## TASK
Give back each line of the data exactly.

## EXTRACTED DATA

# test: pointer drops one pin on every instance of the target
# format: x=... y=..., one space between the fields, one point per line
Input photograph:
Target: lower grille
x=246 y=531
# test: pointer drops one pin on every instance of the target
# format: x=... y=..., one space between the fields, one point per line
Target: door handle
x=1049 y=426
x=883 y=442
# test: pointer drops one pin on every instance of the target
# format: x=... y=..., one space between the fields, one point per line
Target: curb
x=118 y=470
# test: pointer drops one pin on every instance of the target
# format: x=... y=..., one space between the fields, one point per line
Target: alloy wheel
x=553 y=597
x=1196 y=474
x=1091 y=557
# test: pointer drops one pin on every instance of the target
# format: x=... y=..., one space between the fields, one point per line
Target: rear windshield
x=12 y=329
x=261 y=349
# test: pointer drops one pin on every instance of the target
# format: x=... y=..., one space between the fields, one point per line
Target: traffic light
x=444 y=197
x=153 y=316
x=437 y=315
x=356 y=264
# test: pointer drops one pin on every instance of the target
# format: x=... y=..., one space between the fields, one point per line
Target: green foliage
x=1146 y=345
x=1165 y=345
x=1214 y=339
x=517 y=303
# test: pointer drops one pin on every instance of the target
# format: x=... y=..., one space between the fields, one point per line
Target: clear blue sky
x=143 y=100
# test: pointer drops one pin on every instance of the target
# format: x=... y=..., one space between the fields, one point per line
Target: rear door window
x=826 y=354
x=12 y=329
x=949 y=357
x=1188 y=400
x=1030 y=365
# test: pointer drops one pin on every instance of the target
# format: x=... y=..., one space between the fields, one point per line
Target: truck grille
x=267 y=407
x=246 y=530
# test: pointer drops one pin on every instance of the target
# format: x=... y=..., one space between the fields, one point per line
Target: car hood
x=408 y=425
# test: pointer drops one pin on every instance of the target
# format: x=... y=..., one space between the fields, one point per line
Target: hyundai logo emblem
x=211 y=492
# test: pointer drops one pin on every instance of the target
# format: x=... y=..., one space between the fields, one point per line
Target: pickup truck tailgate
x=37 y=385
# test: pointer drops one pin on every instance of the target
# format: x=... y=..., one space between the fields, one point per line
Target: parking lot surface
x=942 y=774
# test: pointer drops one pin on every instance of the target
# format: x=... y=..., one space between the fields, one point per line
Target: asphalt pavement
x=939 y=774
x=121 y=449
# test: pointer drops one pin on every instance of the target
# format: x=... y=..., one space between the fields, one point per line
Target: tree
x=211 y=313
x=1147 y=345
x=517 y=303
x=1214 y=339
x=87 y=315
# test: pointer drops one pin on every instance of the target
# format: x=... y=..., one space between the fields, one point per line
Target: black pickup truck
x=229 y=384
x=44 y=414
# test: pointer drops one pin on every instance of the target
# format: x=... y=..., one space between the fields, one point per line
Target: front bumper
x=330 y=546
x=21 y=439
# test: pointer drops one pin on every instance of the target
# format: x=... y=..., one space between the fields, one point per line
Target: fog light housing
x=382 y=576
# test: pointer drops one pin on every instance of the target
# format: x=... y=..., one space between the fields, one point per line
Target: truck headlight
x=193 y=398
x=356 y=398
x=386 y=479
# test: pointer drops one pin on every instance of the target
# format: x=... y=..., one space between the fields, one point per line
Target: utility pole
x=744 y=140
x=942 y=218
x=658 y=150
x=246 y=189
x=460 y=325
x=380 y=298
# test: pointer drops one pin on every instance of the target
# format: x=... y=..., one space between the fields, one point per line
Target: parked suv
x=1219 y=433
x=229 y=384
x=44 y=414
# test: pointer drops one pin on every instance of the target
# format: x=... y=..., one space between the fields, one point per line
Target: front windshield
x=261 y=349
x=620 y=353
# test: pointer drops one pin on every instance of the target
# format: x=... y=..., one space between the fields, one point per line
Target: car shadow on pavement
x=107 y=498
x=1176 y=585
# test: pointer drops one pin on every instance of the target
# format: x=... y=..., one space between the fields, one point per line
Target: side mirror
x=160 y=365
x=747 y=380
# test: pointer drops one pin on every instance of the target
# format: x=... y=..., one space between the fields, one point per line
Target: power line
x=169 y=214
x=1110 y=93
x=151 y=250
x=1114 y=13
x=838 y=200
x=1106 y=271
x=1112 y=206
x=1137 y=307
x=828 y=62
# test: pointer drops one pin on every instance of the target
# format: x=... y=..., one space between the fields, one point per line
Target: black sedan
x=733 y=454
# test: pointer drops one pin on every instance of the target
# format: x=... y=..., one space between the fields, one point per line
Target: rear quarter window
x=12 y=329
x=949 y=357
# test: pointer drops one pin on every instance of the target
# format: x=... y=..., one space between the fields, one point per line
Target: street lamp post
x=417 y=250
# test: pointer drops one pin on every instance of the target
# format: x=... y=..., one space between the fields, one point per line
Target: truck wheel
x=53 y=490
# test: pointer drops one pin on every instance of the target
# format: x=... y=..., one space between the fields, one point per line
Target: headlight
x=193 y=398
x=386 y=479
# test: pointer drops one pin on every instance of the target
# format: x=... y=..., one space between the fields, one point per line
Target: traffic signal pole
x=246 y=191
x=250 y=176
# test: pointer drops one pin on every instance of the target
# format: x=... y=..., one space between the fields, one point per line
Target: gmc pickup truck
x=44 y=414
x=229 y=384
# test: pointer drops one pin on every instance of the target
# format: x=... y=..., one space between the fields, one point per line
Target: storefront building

## TASK RESULT
# test: pointer drops one pin on every instance of the target
# format: x=... y=..., one space between the fields, one point per line
Input photograph:
Target: lower grille
x=246 y=531
# test: pointer drops one pin on every instance of the target
# format: x=... y=..., one space between the fields, one point per line
Target: door handle
x=1049 y=426
x=883 y=442
# test: pointer drops one pin on every instance of the target
# format: x=... y=..., one space between the fields, one point per line
Target: curb
x=118 y=470
# test: pointer drops one pin on every instance of the target
# format: x=... y=..., one space between the fields, one point per line
Target: alloy wheel
x=553 y=597
x=1196 y=474
x=1091 y=557
# test: pointer drops one pin on every instance of the target
# format: x=... y=..., one space between the fields, one point per line
Target: rear windshield
x=12 y=329
x=261 y=349
# test: pointer drops one pin on every instance of the target
# format: x=... y=..., one space between the fields, one point per line
Target: traffic light
x=444 y=197
x=153 y=316
x=437 y=315
x=356 y=264
# test: pointer drops one pin on every instance of the target
# format: x=... y=..., one space between the fields, one point per line
Target: green foliage
x=1146 y=345
x=1165 y=345
x=1214 y=339
x=517 y=303
# test: pointer drops one pin on every instance of the target
# format: x=... y=..., one space between the fields, one point per line
Target: clear blue sky
x=143 y=100
# test: pointer drops one pin on every instance of the target
# format: x=... y=..., one space between the fields, one point per line
Target: rear door window
x=826 y=354
x=12 y=329
x=949 y=357
x=1188 y=400
x=1030 y=365
# test: pointer drops one pin on every instance of the target
# format: x=... y=..., one space between the fields, one point per line
Target: truck grille
x=267 y=407
x=246 y=530
# test: pointer drops one pin on every instance of the target
# format: x=... y=..., one space between the fields, one point per line
Target: car hood
x=408 y=425
# test: pointer drops one pin on every instance of the target
# format: x=... y=..., one space between the fields, one point per line
Target: hyundai logo emblem
x=211 y=492
# test: pointer drops one pin on every instance of the target
# format: x=... y=..., one space between the fields, one point per line
Target: pickup truck tailgate
x=37 y=385
# test: pointer drops one pin on every instance of the target
# format: x=... y=..., one space between the fields, one point per line
Target: parking lot surface
x=942 y=774
# test: pointer drops one pin on every instance of the target
# format: x=... y=..., one space between the fields, one point per line
Target: asphalt pavement
x=939 y=774
x=121 y=449
# test: pointer drops one pin on every instance of the target
# format: x=... y=..., one space between the fields, one point per line
Target: tree
x=211 y=313
x=1147 y=345
x=517 y=303
x=1214 y=339
x=87 y=315
# test: pointer drops one pin on every instance of the target
# format: x=... y=..., one space between the fields, one point per line
Target: black pickup truck
x=229 y=384
x=44 y=414
# test: pointer drops one pin on every instance of the target
# format: x=... y=..., one space between the fields, one point per line
Target: front bumper
x=330 y=546
x=21 y=439
# test: pointer drops one pin on every instance of the target
# format: x=... y=..., one space between the fields, one point per line
Target: fog light housing
x=382 y=576
# test: pointer drops one pin on every instance of the target
# format: x=... y=..., one space between the fields, one point per line
Target: truck headlight
x=193 y=398
x=356 y=398
x=386 y=479
# test: pointer drops one pin on every instance of the target
# format: x=... y=..., one space between the fields, one point per line
Target: utility pole
x=744 y=140
x=942 y=218
x=658 y=150
x=246 y=189
x=460 y=325
x=380 y=298
# test: pointer drops one pin on every instance of the target
# format: x=... y=..., one space between the fields, one point per line
Target: parked suv
x=1219 y=433
x=229 y=384
x=44 y=414
# test: pointer drops one pin on every instance of the target
# format: x=... y=..., one space between the fields, one point per line
Target: front windshield
x=261 y=349
x=620 y=353
# test: pointer drops one pin on every instance of the target
# format: x=... y=..., one space between the fields, one point per line
Target: car shadow on pavement
x=107 y=498
x=1176 y=585
# test: pointer drops one pin on every instance of the target
# format: x=... y=..., one space between the fields, one point per line
Target: side mirror
x=160 y=365
x=747 y=380
# test: pointer drops one pin on every instance of the target
# format: x=... y=..., one space between the fields, one point per line
Target: power line
x=169 y=214
x=1110 y=93
x=151 y=250
x=1114 y=13
x=838 y=200
x=1106 y=271
x=1112 y=206
x=1137 y=307
x=828 y=62
# test: pointer drops one pin on every instance of the target
# format: x=... y=..., one space between the fields, one point per line
Target: black sedan
x=733 y=454
# test: pointer drops one pin on every instance of the target
# format: x=... y=..., one space between the fields, one point per line
Target: rear quarter window
x=12 y=329
x=949 y=357
# test: pointer drops one pin on every instance of the target
# format: x=... y=..., one space between the fields, one point per line
Target: street lamp post
x=417 y=250
# test: pointer drops one pin on every instance of the target
# format: x=... y=..., one space between the fields, one point per line
Target: truck wheel
x=53 y=490
# test: pointer drops one pin on every instance of the target
# format: x=... y=..., one space between the fields, one point per line
Target: headlight
x=193 y=398
x=386 y=479
# test: pointer drops one pin on every instance of the target
# format: x=... y=..., one space between the fields, one point per line
Target: traffic signal pole
x=246 y=191
x=250 y=176
# test: pointer drops one pin on every instance of the target
# format: x=... y=..., one space between the fields, one point per line
Target: gmc pickup truck
x=44 y=414
x=229 y=384
# test: pointer drops one pin on every instance of the target
# format: x=... y=..., one space between the fields, one point per line
Target: storefront building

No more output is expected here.